Wenn Trumps Krieg gegen Migrant*innen Weihnachtlich leuchtet
TL;DR: Ein KI-Weihnachtsmann als ICE-Agent: In den USA wirbt ein Video mit dem Slogan „YOU’RE GOING HO HO HOME“ für Abschiebungen und der Weihnachtsmann treibt Migrant*innen für die Einwanderungsbehörde ICE zusammen. Mit Waffe, Lächeln und Prämie. Wenn Weihnachten zur Kulisse von Vertreibung wird, leuchtet Trumps Krieg gegen Migrant*innen festlich.
Ein KI-generiertes Video der US-Einwanderungsbehörde inszeniert den Weihnachtsmann als ICE-Agenten. Was als Werbespot getarnt ist, entlarvt das politische Klima der Gegenwart – und eine perverse Logik der Moral.
In den USA hat
die Einwanderungs- und Zollbehörde (ICE) zu Weihnachten ein
neues Gesicht ihrer Politik vorgestellt: den Weihnachtsmann. Nicht den
gütigen alten Mann, der Kinder beschenkt, sondern eine digital erzeugte Version
in kugelsicherer Weste, mit Waffe und ICE-Logo auf der Brust. Im Video, das
unter dem Titel „YOU’RE GOING
HO HO HOME“ in den sozialen Netzwerken verbreitet wird, verhaftet
Santa Claus Migrant*innen, begleitet sie zu Flugzeugen und mahnt sie, sich doch
freiwillig abzuschieben – über die CBP-One-App, ein digitales Werkzeug der
US-Grenzverwaltung.
Wer dem Aufruf
folgt, dem winken laut Behördenangaben 3.000 Dollar und ein kostenloser
Rückflug in die Heimat. Die Prämie, so das Heimatschutzministerium (DHS),
sei für die Feiertage verdreifacht worden – ein „Weihnachtsgeschenk“
an jene, die das Land lieber verlassen als sich verhaften zu lassen. Die
Kampagne, Teil der DHS-Initiative zur Förderung freiwilliger Abschiebungen,
läuft bis Ende 2025.

____

ARBEITSAUFTRÄGE:
[a] Beantworte diese Fragen zum Artikel über das ICE-Weihnachtsvideo:
(i) Über welche App sollen sich Migrant*innen laut Video freiwillig abschieben?
(ii) Wie viel Geld wird denjenigen in Aussicht gestellt, die dem Aufruf folgen?
(iii) Bis wann läuft die Kampagne?
[b] Übertrage aus dem Artikel über das ICE-Weihnachtsvideo den Abschnitt zwischen „Ein KI-generiertes Video“ und „Logik der Moral.“ wortgetreu, beide Stellen eingeschlossen.
Die Einträge werden für die Bearbeitung nicht gebraucht.

____

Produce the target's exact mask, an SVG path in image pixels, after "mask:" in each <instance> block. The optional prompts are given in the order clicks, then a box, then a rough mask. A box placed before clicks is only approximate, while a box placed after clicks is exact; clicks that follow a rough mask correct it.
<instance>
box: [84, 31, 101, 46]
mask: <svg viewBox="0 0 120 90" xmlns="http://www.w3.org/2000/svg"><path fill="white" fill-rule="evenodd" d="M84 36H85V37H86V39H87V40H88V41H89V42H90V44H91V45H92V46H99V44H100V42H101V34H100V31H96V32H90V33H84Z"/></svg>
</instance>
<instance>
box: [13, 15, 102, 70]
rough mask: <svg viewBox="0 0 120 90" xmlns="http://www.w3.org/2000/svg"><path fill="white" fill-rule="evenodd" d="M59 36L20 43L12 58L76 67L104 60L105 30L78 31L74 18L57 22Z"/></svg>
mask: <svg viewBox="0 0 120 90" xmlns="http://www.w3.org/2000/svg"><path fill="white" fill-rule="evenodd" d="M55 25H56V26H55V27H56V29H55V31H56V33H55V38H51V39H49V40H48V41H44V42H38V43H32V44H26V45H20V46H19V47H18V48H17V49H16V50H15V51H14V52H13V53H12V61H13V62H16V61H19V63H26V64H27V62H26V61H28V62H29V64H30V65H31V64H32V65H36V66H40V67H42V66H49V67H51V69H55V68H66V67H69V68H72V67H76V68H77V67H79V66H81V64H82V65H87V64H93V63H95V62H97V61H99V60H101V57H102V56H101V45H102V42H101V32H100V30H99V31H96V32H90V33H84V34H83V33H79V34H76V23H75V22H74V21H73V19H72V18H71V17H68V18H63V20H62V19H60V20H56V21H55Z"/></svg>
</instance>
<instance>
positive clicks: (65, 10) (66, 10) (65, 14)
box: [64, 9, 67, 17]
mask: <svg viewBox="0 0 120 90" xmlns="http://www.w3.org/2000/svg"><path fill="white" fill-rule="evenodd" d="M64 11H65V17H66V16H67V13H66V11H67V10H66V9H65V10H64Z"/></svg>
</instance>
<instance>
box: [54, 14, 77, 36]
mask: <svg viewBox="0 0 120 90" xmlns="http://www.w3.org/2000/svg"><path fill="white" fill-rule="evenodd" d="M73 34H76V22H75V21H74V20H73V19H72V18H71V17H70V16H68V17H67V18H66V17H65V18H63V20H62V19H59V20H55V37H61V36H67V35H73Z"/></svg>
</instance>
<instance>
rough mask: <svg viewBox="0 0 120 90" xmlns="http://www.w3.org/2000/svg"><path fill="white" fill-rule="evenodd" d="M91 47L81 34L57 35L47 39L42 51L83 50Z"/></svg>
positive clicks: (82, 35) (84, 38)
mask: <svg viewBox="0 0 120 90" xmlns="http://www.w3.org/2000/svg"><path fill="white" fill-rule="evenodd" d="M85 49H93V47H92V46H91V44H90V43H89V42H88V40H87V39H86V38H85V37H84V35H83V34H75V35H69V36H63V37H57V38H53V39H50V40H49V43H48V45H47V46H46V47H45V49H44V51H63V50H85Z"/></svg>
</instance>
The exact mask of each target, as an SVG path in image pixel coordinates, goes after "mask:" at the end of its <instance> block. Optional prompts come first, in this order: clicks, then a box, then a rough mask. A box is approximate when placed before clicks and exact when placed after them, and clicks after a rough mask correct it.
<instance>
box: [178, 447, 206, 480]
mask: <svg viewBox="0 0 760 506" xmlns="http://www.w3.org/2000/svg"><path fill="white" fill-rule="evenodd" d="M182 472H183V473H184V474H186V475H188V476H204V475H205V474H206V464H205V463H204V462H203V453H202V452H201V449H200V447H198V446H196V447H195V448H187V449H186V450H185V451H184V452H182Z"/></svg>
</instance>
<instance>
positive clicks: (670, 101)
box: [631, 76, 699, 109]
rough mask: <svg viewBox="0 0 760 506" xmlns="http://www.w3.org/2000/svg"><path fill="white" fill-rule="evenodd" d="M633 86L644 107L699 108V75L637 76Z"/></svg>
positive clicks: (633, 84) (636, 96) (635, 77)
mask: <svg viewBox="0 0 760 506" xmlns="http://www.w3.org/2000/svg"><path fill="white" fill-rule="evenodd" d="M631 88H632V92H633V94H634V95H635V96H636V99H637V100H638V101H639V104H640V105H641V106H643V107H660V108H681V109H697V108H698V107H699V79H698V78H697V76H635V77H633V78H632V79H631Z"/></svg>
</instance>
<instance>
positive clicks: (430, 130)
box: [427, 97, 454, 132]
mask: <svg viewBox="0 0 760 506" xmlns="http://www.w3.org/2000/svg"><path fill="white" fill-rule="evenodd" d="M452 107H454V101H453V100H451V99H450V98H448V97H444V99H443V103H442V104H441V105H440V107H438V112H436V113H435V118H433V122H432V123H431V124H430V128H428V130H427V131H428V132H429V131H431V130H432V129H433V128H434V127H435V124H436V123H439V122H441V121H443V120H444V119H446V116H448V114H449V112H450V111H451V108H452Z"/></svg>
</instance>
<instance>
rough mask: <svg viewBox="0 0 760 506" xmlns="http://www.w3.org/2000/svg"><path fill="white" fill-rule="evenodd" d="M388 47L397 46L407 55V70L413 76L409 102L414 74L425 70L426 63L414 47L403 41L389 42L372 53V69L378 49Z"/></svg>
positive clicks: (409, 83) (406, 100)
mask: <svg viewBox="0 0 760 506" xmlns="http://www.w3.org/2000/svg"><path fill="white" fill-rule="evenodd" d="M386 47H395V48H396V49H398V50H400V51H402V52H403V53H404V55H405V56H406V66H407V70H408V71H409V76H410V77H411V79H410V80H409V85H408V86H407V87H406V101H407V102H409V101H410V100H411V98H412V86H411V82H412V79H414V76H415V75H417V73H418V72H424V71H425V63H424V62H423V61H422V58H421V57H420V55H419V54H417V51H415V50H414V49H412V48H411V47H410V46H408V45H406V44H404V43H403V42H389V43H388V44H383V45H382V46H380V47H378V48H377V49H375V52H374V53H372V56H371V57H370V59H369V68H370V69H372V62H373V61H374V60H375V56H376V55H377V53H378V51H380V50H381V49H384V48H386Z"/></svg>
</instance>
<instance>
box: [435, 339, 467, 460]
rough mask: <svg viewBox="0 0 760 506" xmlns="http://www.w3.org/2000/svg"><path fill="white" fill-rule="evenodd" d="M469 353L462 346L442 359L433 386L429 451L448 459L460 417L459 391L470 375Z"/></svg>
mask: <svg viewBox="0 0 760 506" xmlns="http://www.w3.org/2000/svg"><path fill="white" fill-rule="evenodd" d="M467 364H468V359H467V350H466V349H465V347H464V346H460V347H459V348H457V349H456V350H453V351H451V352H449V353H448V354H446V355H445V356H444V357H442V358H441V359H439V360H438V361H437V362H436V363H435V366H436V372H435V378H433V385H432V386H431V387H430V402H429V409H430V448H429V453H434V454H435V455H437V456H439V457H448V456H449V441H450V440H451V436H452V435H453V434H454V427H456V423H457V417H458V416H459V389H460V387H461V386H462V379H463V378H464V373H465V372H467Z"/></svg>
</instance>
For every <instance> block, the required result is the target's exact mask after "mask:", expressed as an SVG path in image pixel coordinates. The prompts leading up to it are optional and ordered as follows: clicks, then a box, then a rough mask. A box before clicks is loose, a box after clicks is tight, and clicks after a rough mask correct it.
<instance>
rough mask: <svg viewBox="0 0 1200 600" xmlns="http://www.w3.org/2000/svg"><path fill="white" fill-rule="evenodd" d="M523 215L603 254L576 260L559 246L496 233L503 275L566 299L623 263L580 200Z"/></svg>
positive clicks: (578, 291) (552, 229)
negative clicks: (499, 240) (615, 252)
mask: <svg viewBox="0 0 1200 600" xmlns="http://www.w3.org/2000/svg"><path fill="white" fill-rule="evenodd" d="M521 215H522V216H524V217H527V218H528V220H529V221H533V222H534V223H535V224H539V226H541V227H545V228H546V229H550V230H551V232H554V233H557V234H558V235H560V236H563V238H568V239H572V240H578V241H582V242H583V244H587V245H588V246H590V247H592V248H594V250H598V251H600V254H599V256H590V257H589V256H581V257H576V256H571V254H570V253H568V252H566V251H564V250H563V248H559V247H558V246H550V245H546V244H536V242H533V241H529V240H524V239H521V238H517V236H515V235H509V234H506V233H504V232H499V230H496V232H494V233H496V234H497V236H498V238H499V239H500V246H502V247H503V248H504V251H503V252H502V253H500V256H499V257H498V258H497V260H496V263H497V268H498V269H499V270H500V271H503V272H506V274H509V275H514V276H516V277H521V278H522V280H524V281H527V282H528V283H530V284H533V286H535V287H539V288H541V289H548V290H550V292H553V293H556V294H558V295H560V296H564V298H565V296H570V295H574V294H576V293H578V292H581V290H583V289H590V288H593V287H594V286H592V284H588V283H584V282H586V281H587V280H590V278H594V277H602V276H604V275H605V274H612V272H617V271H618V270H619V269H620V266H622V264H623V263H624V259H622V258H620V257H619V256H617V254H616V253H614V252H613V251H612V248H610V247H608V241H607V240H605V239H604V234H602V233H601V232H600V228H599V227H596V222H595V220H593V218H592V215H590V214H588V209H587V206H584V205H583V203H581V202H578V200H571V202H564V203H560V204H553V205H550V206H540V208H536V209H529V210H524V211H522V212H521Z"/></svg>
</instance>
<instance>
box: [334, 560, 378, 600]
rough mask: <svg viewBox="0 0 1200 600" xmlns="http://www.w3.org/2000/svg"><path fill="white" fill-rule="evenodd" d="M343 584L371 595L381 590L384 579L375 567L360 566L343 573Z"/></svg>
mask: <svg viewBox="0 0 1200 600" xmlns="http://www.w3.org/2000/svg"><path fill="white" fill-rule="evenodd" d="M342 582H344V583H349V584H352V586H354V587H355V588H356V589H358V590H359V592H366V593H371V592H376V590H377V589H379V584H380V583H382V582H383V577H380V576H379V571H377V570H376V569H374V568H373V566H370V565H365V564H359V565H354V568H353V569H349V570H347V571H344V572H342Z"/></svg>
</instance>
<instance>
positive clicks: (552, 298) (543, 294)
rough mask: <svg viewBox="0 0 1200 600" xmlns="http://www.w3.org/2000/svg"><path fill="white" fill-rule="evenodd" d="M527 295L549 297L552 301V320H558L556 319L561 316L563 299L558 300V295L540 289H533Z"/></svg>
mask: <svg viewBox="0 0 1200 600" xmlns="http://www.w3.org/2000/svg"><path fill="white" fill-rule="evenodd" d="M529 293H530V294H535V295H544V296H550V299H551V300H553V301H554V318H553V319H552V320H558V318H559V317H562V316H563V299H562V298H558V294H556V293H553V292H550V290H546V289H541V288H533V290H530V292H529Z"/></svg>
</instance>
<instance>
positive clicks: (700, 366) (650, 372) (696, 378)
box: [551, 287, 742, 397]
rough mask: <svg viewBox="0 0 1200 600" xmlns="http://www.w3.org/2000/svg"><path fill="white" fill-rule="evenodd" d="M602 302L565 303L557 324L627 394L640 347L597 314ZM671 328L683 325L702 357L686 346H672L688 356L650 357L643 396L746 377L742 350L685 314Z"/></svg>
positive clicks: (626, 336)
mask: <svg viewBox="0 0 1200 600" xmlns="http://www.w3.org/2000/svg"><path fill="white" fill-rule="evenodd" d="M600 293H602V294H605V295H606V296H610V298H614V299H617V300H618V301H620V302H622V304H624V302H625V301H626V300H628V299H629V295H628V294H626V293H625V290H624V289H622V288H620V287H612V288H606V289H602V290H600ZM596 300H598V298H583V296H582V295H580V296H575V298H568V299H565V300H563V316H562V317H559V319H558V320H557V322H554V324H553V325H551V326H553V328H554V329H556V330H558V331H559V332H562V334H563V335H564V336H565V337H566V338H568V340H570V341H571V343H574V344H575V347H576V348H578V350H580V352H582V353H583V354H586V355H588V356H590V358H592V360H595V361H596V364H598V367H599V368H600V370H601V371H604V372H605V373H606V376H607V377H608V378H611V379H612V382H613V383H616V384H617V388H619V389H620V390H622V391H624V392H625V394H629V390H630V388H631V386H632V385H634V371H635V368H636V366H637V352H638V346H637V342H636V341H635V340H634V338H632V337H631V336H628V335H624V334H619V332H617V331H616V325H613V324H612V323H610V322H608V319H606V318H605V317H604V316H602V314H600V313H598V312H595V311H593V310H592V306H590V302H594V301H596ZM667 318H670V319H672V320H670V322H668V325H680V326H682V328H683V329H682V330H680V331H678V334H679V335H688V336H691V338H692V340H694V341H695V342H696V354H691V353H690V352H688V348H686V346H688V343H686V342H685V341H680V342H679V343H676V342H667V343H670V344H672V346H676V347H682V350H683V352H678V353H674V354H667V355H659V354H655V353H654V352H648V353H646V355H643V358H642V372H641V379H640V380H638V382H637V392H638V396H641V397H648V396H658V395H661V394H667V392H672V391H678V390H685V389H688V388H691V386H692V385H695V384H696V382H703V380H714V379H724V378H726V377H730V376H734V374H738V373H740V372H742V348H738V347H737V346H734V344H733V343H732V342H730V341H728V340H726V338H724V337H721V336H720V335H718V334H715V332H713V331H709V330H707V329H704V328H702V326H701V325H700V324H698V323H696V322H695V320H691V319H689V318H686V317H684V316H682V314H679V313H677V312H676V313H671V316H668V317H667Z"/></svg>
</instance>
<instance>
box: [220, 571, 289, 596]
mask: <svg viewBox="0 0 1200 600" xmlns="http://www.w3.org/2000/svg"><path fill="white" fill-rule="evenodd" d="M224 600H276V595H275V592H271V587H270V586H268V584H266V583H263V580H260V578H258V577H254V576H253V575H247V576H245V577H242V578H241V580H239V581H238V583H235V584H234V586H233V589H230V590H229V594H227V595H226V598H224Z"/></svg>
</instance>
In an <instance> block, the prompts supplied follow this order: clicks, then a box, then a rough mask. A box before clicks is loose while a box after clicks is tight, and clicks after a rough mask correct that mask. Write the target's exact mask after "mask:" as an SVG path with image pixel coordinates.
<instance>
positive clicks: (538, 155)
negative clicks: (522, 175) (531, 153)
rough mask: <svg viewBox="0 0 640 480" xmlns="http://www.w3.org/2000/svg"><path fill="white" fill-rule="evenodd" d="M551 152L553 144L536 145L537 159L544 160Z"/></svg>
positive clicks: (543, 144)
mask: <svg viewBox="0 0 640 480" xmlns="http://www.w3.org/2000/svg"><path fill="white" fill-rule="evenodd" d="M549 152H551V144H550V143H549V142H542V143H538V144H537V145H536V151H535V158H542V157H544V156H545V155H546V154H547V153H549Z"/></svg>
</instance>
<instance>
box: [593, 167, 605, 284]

____

LÖSUNGEN:
[a]
(i) Über die CBP-One-App.
(ii) 3.000 Dollar, dazu ein kostenloser Rückflug in die Heimat.
(iii) Bis Ende 2025.

[b]
Ein KI-generiertes Video der US-Einwanderungsbehörde inszeniert den Weihnachtsmann als ICE-Agenten. Was als Werbespot getarnt ist, entlarvt das politische Klima der Gegenwart – und eine perverse Logik der Moral.